Revise the listing below by replacing "pipe organ" with "church organ" everywhere it occurs, and reproduce every line otherwise unchanged.
┌──
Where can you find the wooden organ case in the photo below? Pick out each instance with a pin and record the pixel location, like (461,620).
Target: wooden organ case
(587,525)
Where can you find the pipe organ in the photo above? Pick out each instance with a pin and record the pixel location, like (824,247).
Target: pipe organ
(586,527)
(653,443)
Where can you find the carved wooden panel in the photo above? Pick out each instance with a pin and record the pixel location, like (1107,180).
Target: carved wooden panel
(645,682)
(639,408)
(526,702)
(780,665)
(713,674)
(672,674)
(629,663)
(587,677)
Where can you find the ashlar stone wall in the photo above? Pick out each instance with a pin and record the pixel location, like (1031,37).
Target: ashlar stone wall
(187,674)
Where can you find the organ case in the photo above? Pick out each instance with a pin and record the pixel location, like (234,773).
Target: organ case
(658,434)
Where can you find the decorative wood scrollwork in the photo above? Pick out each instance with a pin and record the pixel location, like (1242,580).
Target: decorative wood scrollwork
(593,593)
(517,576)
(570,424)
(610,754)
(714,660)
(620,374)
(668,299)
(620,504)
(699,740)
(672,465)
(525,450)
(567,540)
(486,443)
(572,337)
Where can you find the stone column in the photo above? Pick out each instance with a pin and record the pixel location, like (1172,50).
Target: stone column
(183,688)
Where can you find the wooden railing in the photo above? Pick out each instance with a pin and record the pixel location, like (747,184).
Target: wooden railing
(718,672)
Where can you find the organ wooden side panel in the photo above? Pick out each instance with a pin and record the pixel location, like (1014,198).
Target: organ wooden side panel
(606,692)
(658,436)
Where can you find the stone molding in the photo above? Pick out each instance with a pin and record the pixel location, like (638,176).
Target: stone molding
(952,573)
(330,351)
└──
Reply to the task:
Where can you find the wooden organ case in the photo below? Pick out each instance with a pin and record the pixel location, like (461,620).
Target: wooden organ case
(587,525)
Where can you find the church organ in the photo above? Pick out each instance with a pin and record the pixel location, like (824,247).
Target: church organ
(586,527)
(653,443)
Where can you find the carved wooden panel in the photo above? Pick out each instance with a pin and record the pixel location, like (1107,180).
Target: carved wooden panel
(645,682)
(639,408)
(526,702)
(780,665)
(713,674)
(672,674)
(629,663)
(587,677)
Where can you find the ashlar stone wall in the photo above? Pick out each instance with a pin and record the pixel location, like (1031,37).
Target: ashlar stone wall
(187,674)
Where can you find the organ case in the photo above? Pick out each instance with a pin and record the pixel location, like (234,773).
Target: organ case
(658,434)
Where can you find the decorative wood scrollwork in the photo above? Pick out each instance with a pin and record the pixel location, like (1242,580).
Target: decorative wood scrollwork
(593,593)
(517,576)
(570,424)
(610,754)
(714,660)
(620,374)
(668,299)
(620,504)
(699,740)
(672,465)
(525,450)
(567,540)
(486,443)
(572,337)
Where can you find the stone column in the photo above? Pick out each instance with a pin and record the pixel location, like (1172,50).
Target: stone column
(183,688)
Where can you find the wooden railing in the photo above? Pick out each instance with a pin and record the pixel location, like (747,184).
Target: wooden railing
(718,672)
Where can you find the organ wooden side panel in the photo above? Pick out each instance with a pin and record the pixel location, like (1014,198).
Target: organ wooden side panel
(606,692)
(658,436)
Where can you find the stone molding in the photo above? Pick out each instance with a pin and record the pixel location, like (638,176).
Target: stone molding
(952,573)
(330,351)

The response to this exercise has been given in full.